*Directions for this task*
Please put the rows below into a two-column CSV with the headers "text" and "answer", one line for each row, with each field quoted and its line breaks turned into spaces. Leave the pictures out.

··· Records

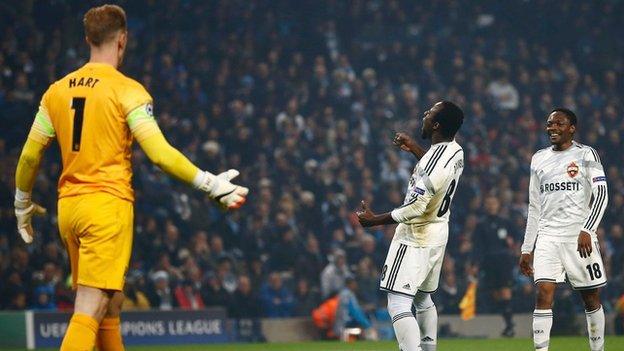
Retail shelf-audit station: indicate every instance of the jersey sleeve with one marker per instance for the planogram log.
(137, 107)
(600, 196)
(423, 190)
(530, 234)
(42, 130)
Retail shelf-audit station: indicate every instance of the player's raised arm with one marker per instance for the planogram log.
(145, 129)
(41, 133)
(530, 234)
(600, 198)
(406, 143)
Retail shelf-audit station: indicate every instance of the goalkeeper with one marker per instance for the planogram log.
(94, 113)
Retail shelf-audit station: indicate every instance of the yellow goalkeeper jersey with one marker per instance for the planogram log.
(89, 111)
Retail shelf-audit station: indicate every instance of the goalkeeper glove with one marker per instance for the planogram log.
(25, 209)
(220, 189)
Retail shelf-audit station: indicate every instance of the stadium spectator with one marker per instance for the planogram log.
(306, 299)
(349, 313)
(334, 274)
(161, 295)
(277, 300)
(244, 302)
(187, 297)
(494, 250)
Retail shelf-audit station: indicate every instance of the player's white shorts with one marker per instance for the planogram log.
(556, 262)
(409, 269)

······

*The output*
text,answer
"Retail shelf-audit station: indicate every instance of the jersey sleeve with one marker per instance for the planogram log.","(137, 107) (600, 196) (423, 190) (530, 234) (42, 130)"
"Retail shelf-audit station: indicate every instance of the player's raised arm with one marker per instance for the planogram log.","(145, 129) (41, 133) (530, 234) (600, 198) (406, 143)"
"Retail shelf-audit station: indicate every instance of the goalkeeper with one marker per instance for the planogram log.","(94, 113)"
"Retail shelf-audit station: indicate every instance of the yellow goalkeeper jersey with one marker per instance for the planogram log.","(89, 111)"
"Retail shelf-audit station: indicate every instance of the goalkeeper glove with one marker per instance for the planogram log.","(25, 209) (220, 189)"
"Retail shelf-audit station: indicate every instance of the stadium spectator with one marker per instance for the planogram log.","(306, 299) (349, 313) (334, 274) (161, 295) (277, 300) (244, 302) (187, 297) (494, 250)"
"Retail shelf-audit station: indicate every instance of the player's white shorts with one marker per instance for the planogram log.","(556, 262) (409, 269)"